## CHALLENGE
Pull out, word for word, the lines starting with the line that contains "Trace the outline of every instance of the vertical" and going on through the last of the lines.
[begin DATASET RECORDS]
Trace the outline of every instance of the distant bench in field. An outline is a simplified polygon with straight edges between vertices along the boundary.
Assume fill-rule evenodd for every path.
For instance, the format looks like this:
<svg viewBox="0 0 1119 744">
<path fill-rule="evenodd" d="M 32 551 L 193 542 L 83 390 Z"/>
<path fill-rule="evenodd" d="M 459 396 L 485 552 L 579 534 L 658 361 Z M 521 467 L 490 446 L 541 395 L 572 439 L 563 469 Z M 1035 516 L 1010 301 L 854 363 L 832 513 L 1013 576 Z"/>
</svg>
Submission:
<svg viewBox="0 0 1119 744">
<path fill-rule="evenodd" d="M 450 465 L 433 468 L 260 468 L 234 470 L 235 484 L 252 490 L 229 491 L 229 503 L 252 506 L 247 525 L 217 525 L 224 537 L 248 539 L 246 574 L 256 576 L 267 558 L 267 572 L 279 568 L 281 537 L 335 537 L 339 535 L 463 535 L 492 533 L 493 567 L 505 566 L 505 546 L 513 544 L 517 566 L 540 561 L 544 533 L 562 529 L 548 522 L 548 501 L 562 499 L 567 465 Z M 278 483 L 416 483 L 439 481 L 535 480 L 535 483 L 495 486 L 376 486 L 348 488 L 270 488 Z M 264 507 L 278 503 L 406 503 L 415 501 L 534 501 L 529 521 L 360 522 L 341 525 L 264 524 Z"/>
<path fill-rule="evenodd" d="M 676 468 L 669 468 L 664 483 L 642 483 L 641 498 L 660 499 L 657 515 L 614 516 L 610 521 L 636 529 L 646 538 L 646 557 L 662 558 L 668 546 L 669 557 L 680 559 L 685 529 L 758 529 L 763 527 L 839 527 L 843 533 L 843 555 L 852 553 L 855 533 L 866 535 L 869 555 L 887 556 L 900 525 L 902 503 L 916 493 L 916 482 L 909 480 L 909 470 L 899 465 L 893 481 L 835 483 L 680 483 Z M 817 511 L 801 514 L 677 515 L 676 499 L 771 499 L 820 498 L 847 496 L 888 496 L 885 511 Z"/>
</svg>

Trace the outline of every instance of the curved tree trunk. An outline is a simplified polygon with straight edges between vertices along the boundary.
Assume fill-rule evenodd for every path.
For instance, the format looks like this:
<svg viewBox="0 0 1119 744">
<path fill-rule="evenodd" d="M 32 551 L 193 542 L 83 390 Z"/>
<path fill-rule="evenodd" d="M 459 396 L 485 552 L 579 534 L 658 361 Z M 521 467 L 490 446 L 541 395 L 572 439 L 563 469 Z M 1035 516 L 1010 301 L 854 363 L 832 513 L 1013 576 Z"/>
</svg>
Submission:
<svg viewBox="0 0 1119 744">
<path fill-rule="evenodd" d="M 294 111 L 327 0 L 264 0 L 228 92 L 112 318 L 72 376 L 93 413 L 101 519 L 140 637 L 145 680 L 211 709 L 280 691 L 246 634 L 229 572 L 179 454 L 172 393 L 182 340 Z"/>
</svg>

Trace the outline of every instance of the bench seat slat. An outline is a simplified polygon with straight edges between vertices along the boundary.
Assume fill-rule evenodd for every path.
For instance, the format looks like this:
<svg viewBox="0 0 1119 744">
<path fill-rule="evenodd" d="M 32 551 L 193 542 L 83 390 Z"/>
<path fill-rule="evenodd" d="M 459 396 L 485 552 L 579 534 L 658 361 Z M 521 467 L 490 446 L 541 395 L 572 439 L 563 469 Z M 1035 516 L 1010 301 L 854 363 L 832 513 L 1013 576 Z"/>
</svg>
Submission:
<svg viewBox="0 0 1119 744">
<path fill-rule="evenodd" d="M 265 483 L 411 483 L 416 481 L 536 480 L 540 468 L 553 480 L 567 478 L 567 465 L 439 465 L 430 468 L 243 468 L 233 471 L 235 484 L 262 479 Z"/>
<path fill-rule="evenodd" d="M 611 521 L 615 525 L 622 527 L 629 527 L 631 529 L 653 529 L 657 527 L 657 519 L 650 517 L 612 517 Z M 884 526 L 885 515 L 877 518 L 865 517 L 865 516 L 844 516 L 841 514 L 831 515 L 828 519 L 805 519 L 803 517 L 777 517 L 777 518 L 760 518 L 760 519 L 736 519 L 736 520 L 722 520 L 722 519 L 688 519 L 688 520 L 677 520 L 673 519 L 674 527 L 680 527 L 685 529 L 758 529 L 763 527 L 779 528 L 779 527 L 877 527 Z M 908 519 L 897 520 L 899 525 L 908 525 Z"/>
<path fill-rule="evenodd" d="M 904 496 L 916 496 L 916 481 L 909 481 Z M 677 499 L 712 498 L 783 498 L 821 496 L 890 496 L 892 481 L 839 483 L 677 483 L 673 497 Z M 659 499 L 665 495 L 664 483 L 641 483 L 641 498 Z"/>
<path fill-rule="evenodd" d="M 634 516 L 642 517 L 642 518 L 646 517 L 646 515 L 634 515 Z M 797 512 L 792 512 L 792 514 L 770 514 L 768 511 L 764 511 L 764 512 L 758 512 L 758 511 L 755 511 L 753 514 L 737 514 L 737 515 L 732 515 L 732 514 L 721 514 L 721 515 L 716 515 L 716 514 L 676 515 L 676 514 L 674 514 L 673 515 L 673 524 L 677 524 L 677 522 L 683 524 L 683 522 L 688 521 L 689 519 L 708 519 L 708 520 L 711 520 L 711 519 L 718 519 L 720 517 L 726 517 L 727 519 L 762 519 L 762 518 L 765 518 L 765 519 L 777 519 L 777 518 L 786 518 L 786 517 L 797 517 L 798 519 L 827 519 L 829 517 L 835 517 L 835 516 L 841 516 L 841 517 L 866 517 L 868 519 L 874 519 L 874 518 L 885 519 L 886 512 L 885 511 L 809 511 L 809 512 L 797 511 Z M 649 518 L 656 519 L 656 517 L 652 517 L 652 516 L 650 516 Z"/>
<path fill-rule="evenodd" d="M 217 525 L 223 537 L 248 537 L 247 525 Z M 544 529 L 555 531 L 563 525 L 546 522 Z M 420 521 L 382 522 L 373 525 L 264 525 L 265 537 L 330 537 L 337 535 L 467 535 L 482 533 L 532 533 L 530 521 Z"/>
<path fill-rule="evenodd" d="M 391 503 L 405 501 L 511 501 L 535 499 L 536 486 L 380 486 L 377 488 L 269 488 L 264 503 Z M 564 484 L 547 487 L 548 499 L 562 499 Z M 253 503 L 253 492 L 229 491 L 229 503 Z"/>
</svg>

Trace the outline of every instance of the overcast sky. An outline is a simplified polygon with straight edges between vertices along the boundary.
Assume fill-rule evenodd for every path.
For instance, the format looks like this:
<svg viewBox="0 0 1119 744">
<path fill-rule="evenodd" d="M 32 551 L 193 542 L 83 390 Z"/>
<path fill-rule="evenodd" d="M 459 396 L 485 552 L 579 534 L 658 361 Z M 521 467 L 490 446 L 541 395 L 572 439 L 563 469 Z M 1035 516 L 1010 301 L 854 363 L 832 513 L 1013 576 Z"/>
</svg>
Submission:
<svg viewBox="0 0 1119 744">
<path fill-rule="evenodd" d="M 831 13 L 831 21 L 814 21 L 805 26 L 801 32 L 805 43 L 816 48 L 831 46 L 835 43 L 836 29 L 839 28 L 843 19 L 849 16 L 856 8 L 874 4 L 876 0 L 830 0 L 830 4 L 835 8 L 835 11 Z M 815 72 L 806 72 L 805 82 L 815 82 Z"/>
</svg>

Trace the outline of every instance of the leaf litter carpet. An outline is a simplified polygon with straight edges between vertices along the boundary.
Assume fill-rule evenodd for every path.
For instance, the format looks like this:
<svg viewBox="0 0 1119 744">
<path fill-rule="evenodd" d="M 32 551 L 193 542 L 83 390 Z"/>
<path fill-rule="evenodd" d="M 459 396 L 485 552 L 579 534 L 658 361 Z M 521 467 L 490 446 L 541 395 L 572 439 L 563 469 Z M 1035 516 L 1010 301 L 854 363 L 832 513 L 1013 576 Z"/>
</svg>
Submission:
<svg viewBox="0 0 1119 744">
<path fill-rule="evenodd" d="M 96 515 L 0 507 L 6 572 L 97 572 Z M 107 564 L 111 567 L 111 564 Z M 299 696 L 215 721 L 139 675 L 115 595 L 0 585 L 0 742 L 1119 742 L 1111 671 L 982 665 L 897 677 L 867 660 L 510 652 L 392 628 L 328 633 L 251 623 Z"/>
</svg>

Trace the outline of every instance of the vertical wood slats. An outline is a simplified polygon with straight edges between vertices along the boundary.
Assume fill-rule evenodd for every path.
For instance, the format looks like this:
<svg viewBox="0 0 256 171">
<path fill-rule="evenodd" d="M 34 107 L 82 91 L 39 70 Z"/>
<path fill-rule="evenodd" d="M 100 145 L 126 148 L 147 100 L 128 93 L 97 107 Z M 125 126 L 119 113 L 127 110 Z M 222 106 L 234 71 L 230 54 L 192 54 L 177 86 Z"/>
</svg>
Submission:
[end DATASET RECORDS]
## RESULT OF THIS TASK
Trace the outline of every instance of the vertical wood slats. An outline is a simplified polygon with straight edges between vertices along the boundary.
Assume fill-rule evenodd for every path.
For instance, the format looks like this:
<svg viewBox="0 0 256 171">
<path fill-rule="evenodd" d="M 34 107 L 82 91 L 39 70 Z"/>
<path fill-rule="evenodd" d="M 100 145 L 126 148 L 147 100 L 128 93 L 97 107 Z M 125 126 L 119 113 L 127 110 Z M 222 106 L 234 71 L 230 54 L 192 54 L 177 86 Z"/>
</svg>
Submission:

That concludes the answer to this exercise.